> **Set problem**
From the data below, can you pull out and reproduce verbatim every line from the one containing "The locate routine indicates the short" up to and including the one containing "x=269 y=118"?
[Start Exercise materials]
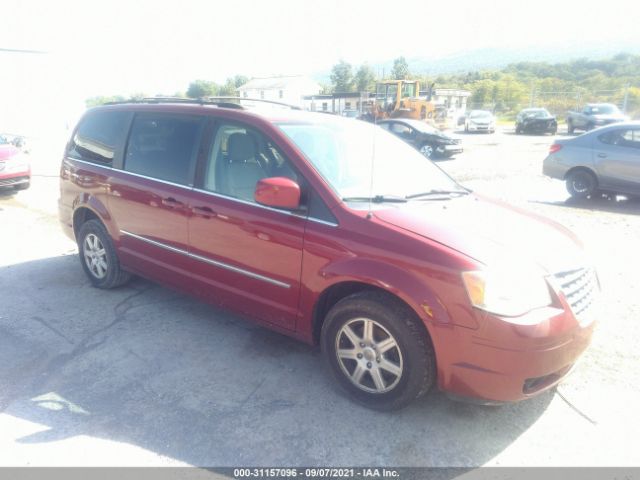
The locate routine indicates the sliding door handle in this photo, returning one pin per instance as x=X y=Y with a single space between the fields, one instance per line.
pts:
x=205 y=212
x=171 y=202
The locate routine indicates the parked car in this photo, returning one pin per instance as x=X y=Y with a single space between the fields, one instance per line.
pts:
x=605 y=160
x=336 y=233
x=594 y=115
x=15 y=169
x=536 y=120
x=350 y=113
x=480 y=121
x=428 y=140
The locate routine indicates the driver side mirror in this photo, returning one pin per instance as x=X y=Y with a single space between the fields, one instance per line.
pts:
x=278 y=192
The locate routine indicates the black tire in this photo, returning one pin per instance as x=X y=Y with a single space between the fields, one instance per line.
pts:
x=114 y=276
x=581 y=183
x=414 y=351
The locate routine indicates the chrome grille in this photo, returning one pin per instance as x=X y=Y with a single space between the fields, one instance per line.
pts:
x=580 y=288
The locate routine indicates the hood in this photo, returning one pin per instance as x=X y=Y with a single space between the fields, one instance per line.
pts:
x=542 y=119
x=610 y=117
x=8 y=151
x=489 y=231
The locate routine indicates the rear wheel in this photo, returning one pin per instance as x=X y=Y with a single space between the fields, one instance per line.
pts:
x=98 y=256
x=377 y=351
x=581 y=184
x=427 y=150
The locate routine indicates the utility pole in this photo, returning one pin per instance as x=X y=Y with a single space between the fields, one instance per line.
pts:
x=626 y=98
x=531 y=96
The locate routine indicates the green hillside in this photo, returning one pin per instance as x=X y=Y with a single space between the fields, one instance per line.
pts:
x=558 y=87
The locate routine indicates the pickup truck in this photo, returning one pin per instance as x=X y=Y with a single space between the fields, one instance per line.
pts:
x=594 y=115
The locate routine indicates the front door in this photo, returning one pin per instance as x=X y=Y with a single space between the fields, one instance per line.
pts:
x=617 y=153
x=248 y=256
x=149 y=197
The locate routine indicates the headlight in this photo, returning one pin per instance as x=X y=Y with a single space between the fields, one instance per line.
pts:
x=506 y=292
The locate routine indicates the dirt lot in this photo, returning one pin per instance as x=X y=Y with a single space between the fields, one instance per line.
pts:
x=146 y=376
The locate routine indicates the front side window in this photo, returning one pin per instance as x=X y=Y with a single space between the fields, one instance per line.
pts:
x=163 y=146
x=401 y=129
x=98 y=136
x=348 y=154
x=239 y=158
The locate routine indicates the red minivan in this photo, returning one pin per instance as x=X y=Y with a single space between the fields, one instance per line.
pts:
x=337 y=233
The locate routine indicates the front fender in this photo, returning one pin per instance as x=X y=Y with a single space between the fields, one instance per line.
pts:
x=402 y=283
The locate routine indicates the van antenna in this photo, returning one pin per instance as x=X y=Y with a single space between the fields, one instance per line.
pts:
x=373 y=156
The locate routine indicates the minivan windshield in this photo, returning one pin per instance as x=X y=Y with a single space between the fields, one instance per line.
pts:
x=361 y=160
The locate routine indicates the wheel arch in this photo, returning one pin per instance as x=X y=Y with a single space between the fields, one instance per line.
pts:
x=583 y=169
x=426 y=307
x=88 y=208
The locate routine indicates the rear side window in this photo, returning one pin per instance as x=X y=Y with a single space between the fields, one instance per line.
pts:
x=622 y=138
x=163 y=146
x=98 y=137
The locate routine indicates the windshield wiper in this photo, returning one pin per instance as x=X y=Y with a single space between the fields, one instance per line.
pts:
x=377 y=199
x=437 y=192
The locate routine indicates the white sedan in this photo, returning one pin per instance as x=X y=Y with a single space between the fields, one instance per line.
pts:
x=480 y=121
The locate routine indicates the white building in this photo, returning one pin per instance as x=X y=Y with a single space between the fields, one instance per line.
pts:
x=286 y=89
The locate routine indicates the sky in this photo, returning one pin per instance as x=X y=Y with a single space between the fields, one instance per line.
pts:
x=111 y=47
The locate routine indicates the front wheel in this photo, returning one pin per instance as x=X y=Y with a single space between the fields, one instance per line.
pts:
x=98 y=256
x=378 y=351
x=427 y=150
x=581 y=184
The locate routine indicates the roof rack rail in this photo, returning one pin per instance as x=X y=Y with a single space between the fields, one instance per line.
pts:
x=191 y=101
x=249 y=99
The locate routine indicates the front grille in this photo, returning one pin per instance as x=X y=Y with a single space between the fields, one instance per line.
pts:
x=580 y=288
x=13 y=181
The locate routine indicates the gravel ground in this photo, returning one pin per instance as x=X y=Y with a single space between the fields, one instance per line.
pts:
x=145 y=376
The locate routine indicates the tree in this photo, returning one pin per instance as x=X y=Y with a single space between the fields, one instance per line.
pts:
x=400 y=69
x=229 y=89
x=365 y=78
x=240 y=80
x=202 y=88
x=342 y=77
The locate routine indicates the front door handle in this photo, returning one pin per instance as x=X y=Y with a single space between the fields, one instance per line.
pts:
x=205 y=212
x=171 y=202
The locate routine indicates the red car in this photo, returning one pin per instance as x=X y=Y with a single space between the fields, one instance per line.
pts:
x=334 y=232
x=15 y=170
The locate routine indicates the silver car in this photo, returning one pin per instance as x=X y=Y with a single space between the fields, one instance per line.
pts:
x=603 y=160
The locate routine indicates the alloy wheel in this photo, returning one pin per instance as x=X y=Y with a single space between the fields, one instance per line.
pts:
x=95 y=256
x=426 y=150
x=369 y=355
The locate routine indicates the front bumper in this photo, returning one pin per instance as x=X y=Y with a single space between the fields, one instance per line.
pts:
x=449 y=149
x=11 y=174
x=480 y=128
x=505 y=362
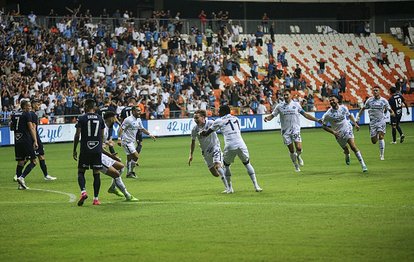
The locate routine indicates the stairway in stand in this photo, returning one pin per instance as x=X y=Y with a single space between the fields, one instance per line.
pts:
x=389 y=39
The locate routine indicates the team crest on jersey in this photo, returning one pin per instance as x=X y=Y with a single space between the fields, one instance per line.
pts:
x=18 y=136
x=92 y=144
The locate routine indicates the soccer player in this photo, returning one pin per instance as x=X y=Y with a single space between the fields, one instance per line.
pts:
x=396 y=102
x=376 y=106
x=90 y=128
x=112 y=165
x=127 y=133
x=107 y=107
x=210 y=147
x=290 y=112
x=40 y=153
x=337 y=116
x=126 y=112
x=25 y=142
x=233 y=145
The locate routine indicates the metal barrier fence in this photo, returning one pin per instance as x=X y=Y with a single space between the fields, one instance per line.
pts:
x=248 y=26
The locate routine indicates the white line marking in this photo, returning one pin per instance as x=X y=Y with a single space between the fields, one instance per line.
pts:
x=260 y=203
x=72 y=197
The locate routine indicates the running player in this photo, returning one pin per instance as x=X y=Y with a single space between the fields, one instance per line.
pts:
x=233 y=145
x=112 y=165
x=396 y=102
x=376 y=106
x=210 y=147
x=126 y=112
x=90 y=128
x=127 y=137
x=337 y=116
x=25 y=142
x=108 y=106
x=289 y=112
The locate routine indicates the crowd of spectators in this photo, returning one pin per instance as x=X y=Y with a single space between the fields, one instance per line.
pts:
x=170 y=73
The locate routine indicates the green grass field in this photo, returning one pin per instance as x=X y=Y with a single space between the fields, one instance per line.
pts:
x=328 y=212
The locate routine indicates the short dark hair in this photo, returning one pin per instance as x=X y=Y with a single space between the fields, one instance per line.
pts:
x=89 y=103
x=24 y=103
x=201 y=112
x=109 y=114
x=224 y=110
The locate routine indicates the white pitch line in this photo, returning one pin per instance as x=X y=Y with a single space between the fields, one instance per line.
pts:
x=72 y=197
x=262 y=203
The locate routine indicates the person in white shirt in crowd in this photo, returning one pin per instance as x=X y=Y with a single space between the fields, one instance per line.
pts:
x=376 y=106
x=210 y=147
x=261 y=109
x=290 y=112
x=337 y=116
x=234 y=145
x=127 y=137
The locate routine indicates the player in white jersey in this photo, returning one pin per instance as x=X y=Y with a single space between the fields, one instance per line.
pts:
x=290 y=112
x=376 y=106
x=210 y=147
x=127 y=138
x=337 y=116
x=112 y=165
x=233 y=145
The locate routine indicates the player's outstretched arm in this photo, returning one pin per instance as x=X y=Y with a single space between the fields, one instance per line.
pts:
x=148 y=133
x=310 y=117
x=206 y=132
x=190 y=157
x=269 y=118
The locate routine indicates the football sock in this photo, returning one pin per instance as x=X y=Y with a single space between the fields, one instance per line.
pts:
x=250 y=171
x=394 y=135
x=82 y=181
x=359 y=157
x=96 y=184
x=19 y=170
x=293 y=156
x=223 y=177
x=43 y=167
x=228 y=176
x=399 y=130
x=27 y=169
x=111 y=149
x=382 y=147
x=128 y=164
x=113 y=185
x=120 y=184
x=133 y=164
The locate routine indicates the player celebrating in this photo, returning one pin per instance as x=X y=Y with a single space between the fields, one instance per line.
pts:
x=376 y=106
x=112 y=165
x=341 y=128
x=233 y=145
x=289 y=112
x=210 y=147
x=90 y=127
x=396 y=102
x=126 y=112
x=25 y=142
x=127 y=136
x=40 y=153
x=108 y=107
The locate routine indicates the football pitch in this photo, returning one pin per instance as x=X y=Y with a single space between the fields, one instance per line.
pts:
x=327 y=212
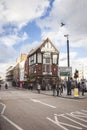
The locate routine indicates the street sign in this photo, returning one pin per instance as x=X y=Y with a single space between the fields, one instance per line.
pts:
x=65 y=71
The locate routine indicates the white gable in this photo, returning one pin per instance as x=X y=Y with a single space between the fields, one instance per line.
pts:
x=48 y=47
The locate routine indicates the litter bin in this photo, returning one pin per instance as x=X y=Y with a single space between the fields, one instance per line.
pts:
x=76 y=92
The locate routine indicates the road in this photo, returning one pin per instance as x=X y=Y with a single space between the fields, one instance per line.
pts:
x=27 y=110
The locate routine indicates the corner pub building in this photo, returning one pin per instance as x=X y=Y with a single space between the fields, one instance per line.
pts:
x=41 y=65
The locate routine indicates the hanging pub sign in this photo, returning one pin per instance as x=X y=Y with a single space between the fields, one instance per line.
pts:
x=65 y=71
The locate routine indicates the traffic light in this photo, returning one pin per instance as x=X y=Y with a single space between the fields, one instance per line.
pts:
x=76 y=74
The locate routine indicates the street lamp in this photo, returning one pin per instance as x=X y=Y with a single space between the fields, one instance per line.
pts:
x=68 y=61
x=68 y=64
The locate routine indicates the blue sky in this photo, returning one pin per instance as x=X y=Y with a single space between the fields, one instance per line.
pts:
x=25 y=24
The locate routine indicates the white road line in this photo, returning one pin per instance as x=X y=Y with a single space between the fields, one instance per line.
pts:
x=34 y=100
x=4 y=107
x=12 y=123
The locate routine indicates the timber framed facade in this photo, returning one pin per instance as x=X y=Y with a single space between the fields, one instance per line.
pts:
x=42 y=64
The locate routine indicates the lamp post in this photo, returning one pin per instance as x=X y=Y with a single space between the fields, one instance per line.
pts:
x=68 y=64
x=68 y=61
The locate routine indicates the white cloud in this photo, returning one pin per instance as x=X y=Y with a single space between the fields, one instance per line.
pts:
x=12 y=39
x=26 y=48
x=20 y=12
x=73 y=15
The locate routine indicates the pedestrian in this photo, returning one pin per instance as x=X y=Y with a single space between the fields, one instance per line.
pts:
x=6 y=86
x=57 y=88
x=68 y=87
x=78 y=87
x=0 y=86
x=38 y=88
x=54 y=88
x=83 y=88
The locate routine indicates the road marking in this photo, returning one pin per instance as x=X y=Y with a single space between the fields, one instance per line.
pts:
x=60 y=124
x=12 y=123
x=34 y=100
x=72 y=117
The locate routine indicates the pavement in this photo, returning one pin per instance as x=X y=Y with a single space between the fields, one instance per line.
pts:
x=64 y=94
x=74 y=94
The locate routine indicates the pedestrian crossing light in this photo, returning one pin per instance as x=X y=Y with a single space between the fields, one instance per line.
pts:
x=76 y=74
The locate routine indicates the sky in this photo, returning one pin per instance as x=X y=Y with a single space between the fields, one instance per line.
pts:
x=24 y=24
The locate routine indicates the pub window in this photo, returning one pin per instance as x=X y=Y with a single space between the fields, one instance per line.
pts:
x=39 y=58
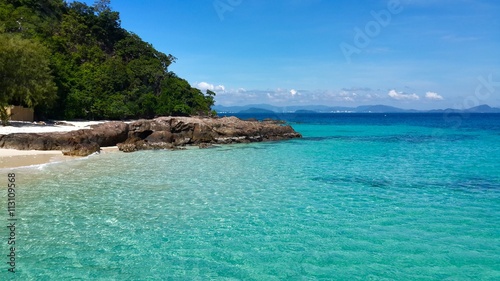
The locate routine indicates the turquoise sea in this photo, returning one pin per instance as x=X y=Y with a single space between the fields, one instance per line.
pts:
x=360 y=197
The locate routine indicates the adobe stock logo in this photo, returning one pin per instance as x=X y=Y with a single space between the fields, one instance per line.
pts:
x=363 y=38
x=223 y=6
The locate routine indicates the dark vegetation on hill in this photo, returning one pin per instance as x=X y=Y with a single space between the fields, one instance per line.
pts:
x=69 y=60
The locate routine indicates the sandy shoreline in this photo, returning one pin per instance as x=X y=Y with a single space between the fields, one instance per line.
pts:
x=13 y=158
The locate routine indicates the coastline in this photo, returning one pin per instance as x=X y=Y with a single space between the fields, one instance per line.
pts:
x=24 y=144
x=13 y=158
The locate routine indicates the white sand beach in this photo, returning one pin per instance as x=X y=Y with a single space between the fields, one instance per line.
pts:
x=12 y=158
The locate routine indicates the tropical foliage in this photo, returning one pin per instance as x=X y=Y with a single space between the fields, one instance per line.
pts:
x=71 y=60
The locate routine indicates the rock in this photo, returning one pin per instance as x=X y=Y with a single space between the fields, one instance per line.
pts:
x=159 y=133
x=205 y=145
x=81 y=149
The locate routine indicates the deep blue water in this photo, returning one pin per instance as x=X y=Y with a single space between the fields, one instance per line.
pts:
x=360 y=196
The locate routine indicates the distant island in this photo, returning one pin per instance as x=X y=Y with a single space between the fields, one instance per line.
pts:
x=266 y=108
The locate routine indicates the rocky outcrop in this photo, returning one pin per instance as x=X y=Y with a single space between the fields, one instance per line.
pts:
x=171 y=132
x=159 y=133
x=75 y=143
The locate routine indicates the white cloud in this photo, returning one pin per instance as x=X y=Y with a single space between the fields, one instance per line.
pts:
x=433 y=96
x=207 y=86
x=402 y=96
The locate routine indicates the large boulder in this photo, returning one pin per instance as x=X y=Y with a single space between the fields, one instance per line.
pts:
x=159 y=133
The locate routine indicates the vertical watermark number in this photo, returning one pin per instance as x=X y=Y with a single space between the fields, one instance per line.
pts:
x=11 y=221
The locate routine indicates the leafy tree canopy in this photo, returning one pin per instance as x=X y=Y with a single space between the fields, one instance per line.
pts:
x=87 y=65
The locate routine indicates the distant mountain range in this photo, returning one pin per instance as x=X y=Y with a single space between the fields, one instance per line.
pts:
x=266 y=108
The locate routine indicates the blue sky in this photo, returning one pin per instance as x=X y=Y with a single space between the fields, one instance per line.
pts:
x=420 y=54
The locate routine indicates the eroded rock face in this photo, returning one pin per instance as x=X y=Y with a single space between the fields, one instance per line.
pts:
x=159 y=133
x=181 y=131
x=75 y=143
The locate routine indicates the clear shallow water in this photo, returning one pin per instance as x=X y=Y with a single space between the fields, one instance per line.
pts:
x=405 y=197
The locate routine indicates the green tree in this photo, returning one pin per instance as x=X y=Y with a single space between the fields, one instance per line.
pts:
x=25 y=76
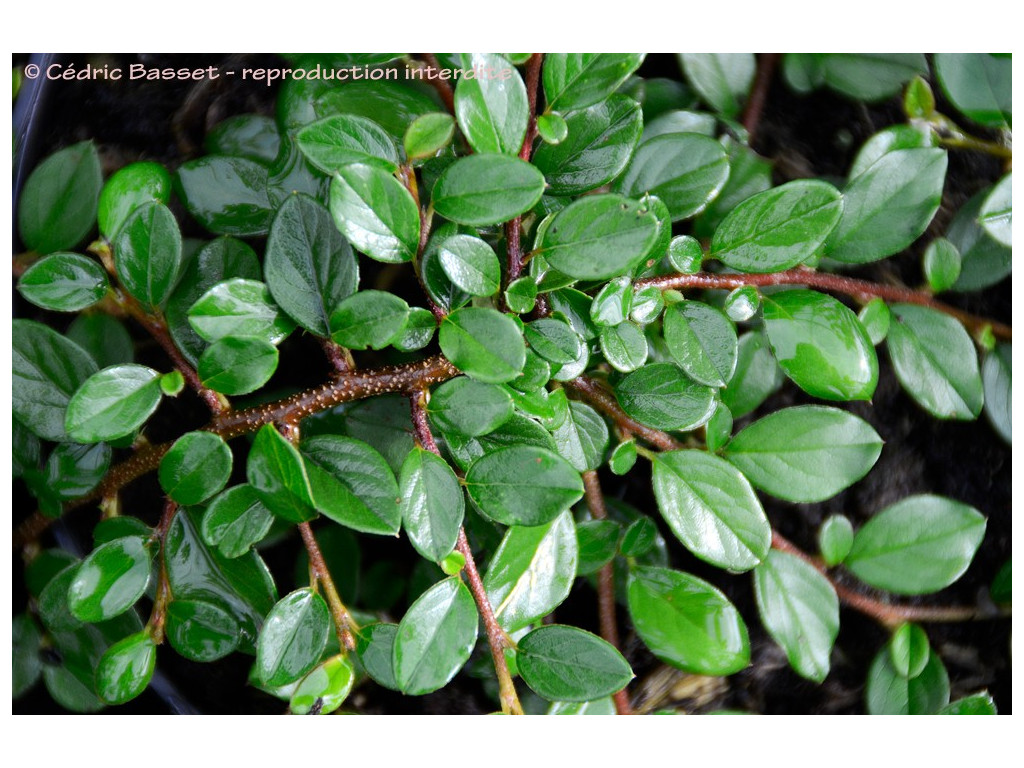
[End Exercise materials]
> **Completed exercise**
The locate routine indicates the short dark hair in this photo, returning one pin per instance as x=X y=Y with a single space between the fields, one instance per line.
pts:
x=89 y=103
x=24 y=103
x=201 y=112
x=109 y=114
x=224 y=110
The locate routine indicates the white pitch line in this photo, returning one pin per instance as x=X y=Y with a single space between the fields, one instance per line.
pts:
x=72 y=197
x=262 y=203
The locate routine indicates the person in white shirt in crowd in this photo, returning one pin per instance as x=X y=Y with a single space between the fields, one instance per line.
pts:
x=376 y=106
x=210 y=147
x=261 y=109
x=290 y=112
x=337 y=116
x=234 y=145
x=127 y=137
The locate routine indicates the player in white jersey in this photo, returning one pin per instance as x=X y=Y with a single space between the fields, one instance per line.
pts:
x=290 y=112
x=376 y=106
x=210 y=147
x=127 y=138
x=337 y=116
x=112 y=165
x=233 y=145
The locate routine indicates the player's outstretched arm in this photo, returning one pin per instance as x=X y=Y with a single space between the fields, one instance per line.
pts:
x=148 y=133
x=310 y=117
x=206 y=132
x=190 y=157
x=269 y=118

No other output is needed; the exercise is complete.